# YOUR INSTRUCTIONS:
Rename "indicate" to "mark" everywhere in the entries below, and leave all other text unchanged.

[LISTING start]

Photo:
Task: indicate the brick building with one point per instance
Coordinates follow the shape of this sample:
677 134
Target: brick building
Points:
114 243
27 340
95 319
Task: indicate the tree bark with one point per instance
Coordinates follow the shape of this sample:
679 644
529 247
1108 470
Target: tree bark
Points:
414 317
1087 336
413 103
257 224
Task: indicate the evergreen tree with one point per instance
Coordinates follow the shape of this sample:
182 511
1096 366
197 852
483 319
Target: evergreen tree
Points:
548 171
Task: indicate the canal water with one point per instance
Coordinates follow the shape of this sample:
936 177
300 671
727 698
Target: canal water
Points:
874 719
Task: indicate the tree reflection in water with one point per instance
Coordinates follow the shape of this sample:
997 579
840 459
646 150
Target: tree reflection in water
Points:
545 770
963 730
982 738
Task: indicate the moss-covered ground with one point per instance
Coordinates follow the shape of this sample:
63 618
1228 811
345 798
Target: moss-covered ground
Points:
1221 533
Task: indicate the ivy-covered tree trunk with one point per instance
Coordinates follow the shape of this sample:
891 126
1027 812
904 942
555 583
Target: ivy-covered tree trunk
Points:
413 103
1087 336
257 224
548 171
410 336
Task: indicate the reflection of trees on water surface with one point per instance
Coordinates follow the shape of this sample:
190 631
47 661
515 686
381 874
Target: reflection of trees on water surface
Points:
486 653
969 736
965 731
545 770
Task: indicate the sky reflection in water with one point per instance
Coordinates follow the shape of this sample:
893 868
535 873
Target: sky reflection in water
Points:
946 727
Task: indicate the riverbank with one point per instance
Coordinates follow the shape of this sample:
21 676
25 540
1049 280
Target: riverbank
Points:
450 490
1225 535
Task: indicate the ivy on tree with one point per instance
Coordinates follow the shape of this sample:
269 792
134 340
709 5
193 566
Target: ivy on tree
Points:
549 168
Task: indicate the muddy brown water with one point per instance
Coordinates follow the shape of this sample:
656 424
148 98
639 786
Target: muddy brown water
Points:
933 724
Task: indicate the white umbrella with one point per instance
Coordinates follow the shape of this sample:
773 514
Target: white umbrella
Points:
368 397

[LISTING end]

# ANSWER FOR THE TASK:
Photo:
Task: mark the brick building with one point per instance
Coordinates follow the shape of this sample:
677 134
Target: brick building
Points:
114 243
27 340
95 319
Task: mark the tree bark with one point per instance
Coordinates follow the shape of this sample:
679 644
529 247
1108 470
Target: tree bark
Points:
414 317
1087 336
413 103
257 224
Task: mark the evergreen tree with one point per instance
Coordinates follow the shape of this sample:
182 511
1096 366
197 852
483 319
Target: evergreen tree
Points:
548 171
Task: mark the canal water with one point per instance
Coordinates follow the shape of this sample:
936 177
300 671
727 698
Target: canal water
Points:
874 719
Task: mark the tree reflection in water with one point per instance
Coordinates follow the shape of this sample:
997 579
840 459
646 150
Target: tree reflection in water
Points:
545 770
963 730
982 738
Task: mark the moss-covered ground with one point per instance
Coordinates follow the shape of this sample:
63 618
1228 811
345 798
Target: moss-covered ground
Points:
1221 533
Task: mark the ivy-covered tree trunk with one point per instance
Coordinates follow the shape of this sample:
891 126
1027 812
904 942
555 583
Target: ivy-covered tree trunk
Points:
413 103
1087 336
257 224
548 171
410 336
Task: mark the reflection of trees on water surface with one point per instance
Coordinates follow the shape of this sample:
190 631
47 661
515 686
381 874
Target: reflection of trees on water surface
Points:
486 653
969 736
965 731
545 770
Task: mark the sky reflection in water with one point per instance
Coordinates follow the shape of this sample:
893 868
535 873
Target: sky reflection in water
Points:
946 727
Task: mark the riverbank with one point per instance
Coordinates follow the shape of this sample:
21 676
25 540
1049 280
Target: riverbank
Points:
450 490
1225 535
Task: mark the ivy on tree with one point per instance
Coordinates follow the shape of this sample:
269 792
134 340
709 5
193 566
Target: ivy on tree
Points:
549 168
Task: mark the muddy brown water with one point per instance
Coordinates follow the shape of this sample:
656 424
148 98
639 786
Target: muddy brown water
Points:
933 724
Task: mark the white umbrella with one point per instance
Coordinates follow the shape of this sample:
773 514
Target: white umbrella
Points:
368 397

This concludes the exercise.